KUTIPAN BACAAN
>>>>>

4.1 Kenapa Payload Disimpan?

Payload disimpan untuk:

  • audit teknis;
  • replay lokal;
  • debugging contract mismatch;
  • repair manual;
  • membuktikan event apa yang memicu side effect;
  • menghindari kehilangan konteks saat Kafka retention sudah lewat.

Tetapi payload retention harus dibatasi. Jangan menyimpan data sensitif selamanya tanpa kebijakan retention.


5. Dua Cara Menggunakan Inbox

Ada dua pola utama.

5.1 Inline Inbox

Consumer membaca Kafka, menyimpan inbox, memproses domain side effect, lalu commit offset.

Kelebihan:

  • sederhana;
  • latensi rendah;
  • cocok untuk side effect DB lokal;
  • mudah dites.

Kekurangan:

  • Kafka consumer thread menunggu domain processing;
  • kalau side effect lambat, poll loop bisa terganggu;
  • kalau memanggil sistem eksternal, transaction boundary menjadi berbahaya.

5.2 Staged Inbox

Consumer Kafka hanya menyimpan event ke inbox, lalu worker database memproses inbox.

<<<<<

Tulis ulang bagian teks tentang inbox di antara "Tetapi payload retention" dan "dua pola utama.", termasuk keduanya. Ganti "data sensitif" dengan "data pribadi".

DAFTAR ITEM
>>>>>

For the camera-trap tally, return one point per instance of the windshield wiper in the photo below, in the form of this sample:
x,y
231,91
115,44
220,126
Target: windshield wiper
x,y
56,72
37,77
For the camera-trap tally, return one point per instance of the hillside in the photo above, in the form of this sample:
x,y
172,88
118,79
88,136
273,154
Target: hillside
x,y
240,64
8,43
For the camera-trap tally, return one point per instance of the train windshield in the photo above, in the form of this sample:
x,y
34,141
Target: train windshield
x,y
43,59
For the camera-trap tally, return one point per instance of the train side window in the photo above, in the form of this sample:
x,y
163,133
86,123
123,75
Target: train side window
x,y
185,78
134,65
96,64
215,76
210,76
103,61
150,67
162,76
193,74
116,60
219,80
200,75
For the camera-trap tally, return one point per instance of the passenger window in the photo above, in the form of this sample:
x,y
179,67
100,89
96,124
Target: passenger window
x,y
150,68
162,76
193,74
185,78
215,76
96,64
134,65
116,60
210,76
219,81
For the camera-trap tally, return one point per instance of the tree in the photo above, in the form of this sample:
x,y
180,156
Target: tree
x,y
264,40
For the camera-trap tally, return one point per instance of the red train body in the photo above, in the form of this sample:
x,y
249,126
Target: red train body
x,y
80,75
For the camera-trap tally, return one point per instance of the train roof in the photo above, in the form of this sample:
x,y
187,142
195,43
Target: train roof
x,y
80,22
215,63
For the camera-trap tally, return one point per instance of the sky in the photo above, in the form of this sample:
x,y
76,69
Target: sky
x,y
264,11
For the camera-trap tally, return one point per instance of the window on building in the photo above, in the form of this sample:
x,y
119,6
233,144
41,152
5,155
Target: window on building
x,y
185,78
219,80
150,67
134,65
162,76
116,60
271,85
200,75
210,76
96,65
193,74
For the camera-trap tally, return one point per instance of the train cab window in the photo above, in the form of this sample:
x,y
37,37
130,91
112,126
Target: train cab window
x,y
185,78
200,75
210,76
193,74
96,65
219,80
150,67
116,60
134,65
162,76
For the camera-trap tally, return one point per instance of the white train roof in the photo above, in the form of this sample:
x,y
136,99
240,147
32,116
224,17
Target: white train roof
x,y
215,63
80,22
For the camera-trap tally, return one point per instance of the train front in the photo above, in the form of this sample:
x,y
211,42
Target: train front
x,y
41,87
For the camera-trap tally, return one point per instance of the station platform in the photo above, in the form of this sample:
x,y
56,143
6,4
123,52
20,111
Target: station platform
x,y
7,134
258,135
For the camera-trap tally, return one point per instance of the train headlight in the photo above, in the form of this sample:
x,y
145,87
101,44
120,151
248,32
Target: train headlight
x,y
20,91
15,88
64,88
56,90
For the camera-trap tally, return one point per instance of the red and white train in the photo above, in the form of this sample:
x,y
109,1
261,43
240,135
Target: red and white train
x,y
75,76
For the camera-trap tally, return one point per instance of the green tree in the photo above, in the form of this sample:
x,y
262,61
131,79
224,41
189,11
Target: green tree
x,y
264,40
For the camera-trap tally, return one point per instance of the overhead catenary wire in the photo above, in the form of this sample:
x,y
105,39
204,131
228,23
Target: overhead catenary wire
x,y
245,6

<<<<<

JAWABAN TUGAS
Tetapi payload retention harus dibatasi. Jangan menyimpan data pribadi selamanya tanpa kebijakan retention.


5. Dua Cara Menggunakan Inbox

Ada dua pola utama.